● **THE REQUEST**
Rewrite the listing below with every occurrence of "photo" replaced by "image" and nothing else changed. Omit the pictures from your output.

● **EXCERPTED RECORDS**
=-=-=
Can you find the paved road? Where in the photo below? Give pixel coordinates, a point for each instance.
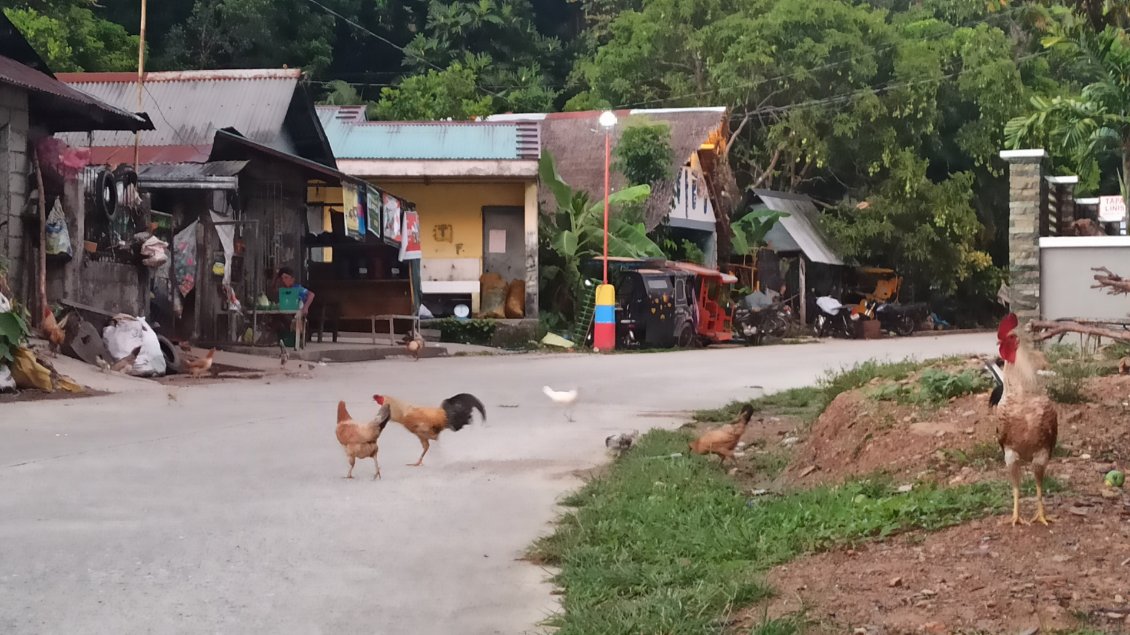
(225, 510)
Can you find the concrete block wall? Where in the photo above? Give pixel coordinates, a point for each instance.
(14, 170)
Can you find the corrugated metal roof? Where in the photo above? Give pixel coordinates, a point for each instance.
(188, 107)
(353, 138)
(78, 111)
(190, 171)
(798, 231)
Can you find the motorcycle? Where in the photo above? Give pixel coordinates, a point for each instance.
(898, 319)
(754, 325)
(834, 318)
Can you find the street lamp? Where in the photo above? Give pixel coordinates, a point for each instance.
(603, 329)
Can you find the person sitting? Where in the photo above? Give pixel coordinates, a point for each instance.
(286, 279)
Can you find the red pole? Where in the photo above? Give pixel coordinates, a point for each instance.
(608, 151)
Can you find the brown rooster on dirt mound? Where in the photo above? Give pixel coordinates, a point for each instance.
(1027, 423)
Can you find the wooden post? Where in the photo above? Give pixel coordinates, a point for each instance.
(803, 290)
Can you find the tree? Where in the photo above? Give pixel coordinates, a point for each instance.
(575, 234)
(70, 37)
(434, 95)
(251, 34)
(644, 154)
(1096, 121)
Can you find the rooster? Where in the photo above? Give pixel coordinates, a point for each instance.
(564, 398)
(198, 367)
(1027, 423)
(414, 342)
(722, 440)
(53, 331)
(359, 440)
(427, 422)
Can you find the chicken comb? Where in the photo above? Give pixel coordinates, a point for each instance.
(1007, 325)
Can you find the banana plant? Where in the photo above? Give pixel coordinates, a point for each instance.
(575, 233)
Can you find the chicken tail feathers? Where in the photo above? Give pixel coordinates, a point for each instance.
(460, 410)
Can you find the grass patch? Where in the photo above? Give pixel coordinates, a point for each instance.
(670, 545)
(808, 402)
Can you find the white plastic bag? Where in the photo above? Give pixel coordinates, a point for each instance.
(58, 236)
(155, 252)
(127, 332)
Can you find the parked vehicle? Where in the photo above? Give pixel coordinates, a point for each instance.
(898, 319)
(759, 315)
(834, 319)
(713, 310)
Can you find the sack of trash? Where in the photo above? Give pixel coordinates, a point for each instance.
(127, 332)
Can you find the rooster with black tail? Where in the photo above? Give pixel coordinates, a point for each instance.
(426, 422)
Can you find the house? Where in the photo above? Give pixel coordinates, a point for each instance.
(799, 255)
(475, 189)
(231, 168)
(34, 105)
(688, 203)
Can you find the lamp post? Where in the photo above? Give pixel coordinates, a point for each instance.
(603, 328)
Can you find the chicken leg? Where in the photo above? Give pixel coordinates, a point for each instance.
(1014, 477)
(1037, 470)
(420, 460)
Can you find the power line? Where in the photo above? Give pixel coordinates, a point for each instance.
(826, 66)
(393, 44)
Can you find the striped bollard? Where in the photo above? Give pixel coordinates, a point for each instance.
(603, 322)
=-=-=
● **OUTPUT BELOW**
Can you find the paved road? Where in the image below? Give pixel coordinates, a point for each instance.
(225, 510)
Can you find the concrete block wall? Where in the image above? Give pixel coordinates, a point for each instance.
(14, 170)
Can you find the corrugated metal roof? Where in the image above? Give pixel coordinates, a point for each instance.
(188, 107)
(353, 138)
(78, 111)
(190, 171)
(798, 231)
Can you find the motorcycle? Where in the image above? Give pixel coordinates, a point for each instance.
(898, 319)
(754, 325)
(834, 318)
Can you find the street lamp? Where in the image above? Give pixel coordinates, a point for each instance.
(603, 329)
Can you find the person sitting? Where in the image above? Give pixel coordinates, a point for each instance.
(286, 279)
Can you find the red pole? Where in the image above? Give pixel coordinates, a point for each instance.
(608, 151)
Can you find the brown rooster on dirt mound? Where in the image above? Give pixel coordinates, a point for each instance.
(1027, 423)
Can you find the wooden post? Where in the image above? Give pixel coordinates, a point for each instance.
(803, 290)
Can you find the tree? Where in the image above? Give pixel coordinates, a point for each instance.
(575, 234)
(70, 37)
(434, 95)
(251, 34)
(644, 154)
(1096, 121)
Can you find the rooster? Where in the image above? Give pixel coordinates, a point for each instance.
(564, 398)
(198, 367)
(1027, 423)
(414, 342)
(722, 440)
(53, 331)
(359, 440)
(427, 422)
Can you find the chicken comb? Where in the image above? Give pixel coordinates, a point for each instance.
(1007, 325)
Can you find the banana plant? Where in the image above? Give pixel coordinates, a point for each instance.
(575, 233)
Can you find the chicken tail feathers? Where in the image above? Give pixel coordinates, a point for each instance.
(460, 410)
Can you find the grass patch? Where in the image above? Give pixel coordinates, a point for each instance.
(670, 545)
(808, 402)
Can you find the white plastic bag? Where in the image above? Give pixel coordinates, a point for each instance.
(58, 236)
(155, 252)
(127, 332)
Can you find the parked vehicle? Where in the image above? Give pixel coordinates, a point for each instance.
(898, 319)
(759, 315)
(834, 319)
(713, 310)
Can you find the sack of trash? Where in the image above? Give pixel coordinates, a point for each instance.
(127, 332)
Can you find the rooster with black tail? Where in the image above? Give pixel coordinates, a point for each instance.
(426, 422)
Can you find the house? Where in the image above? Give pixel coordinates, a point for each instance.
(799, 255)
(475, 189)
(231, 168)
(34, 105)
(688, 203)
Can you find the lamp post? Where in the image above? Give pixel coordinates, a point for each instance.
(603, 328)
Can you find the chicken leg? Where in the image above? Give pixel coordinates, a point for each instance.
(1014, 477)
(1037, 470)
(420, 460)
Can you find the power line? Where in the image above? Give pixel coordinates, a point for each instance.
(826, 66)
(393, 44)
Can you find the striped bollard? Where in the image above? Give pixel coordinates, a point for each instance.
(603, 322)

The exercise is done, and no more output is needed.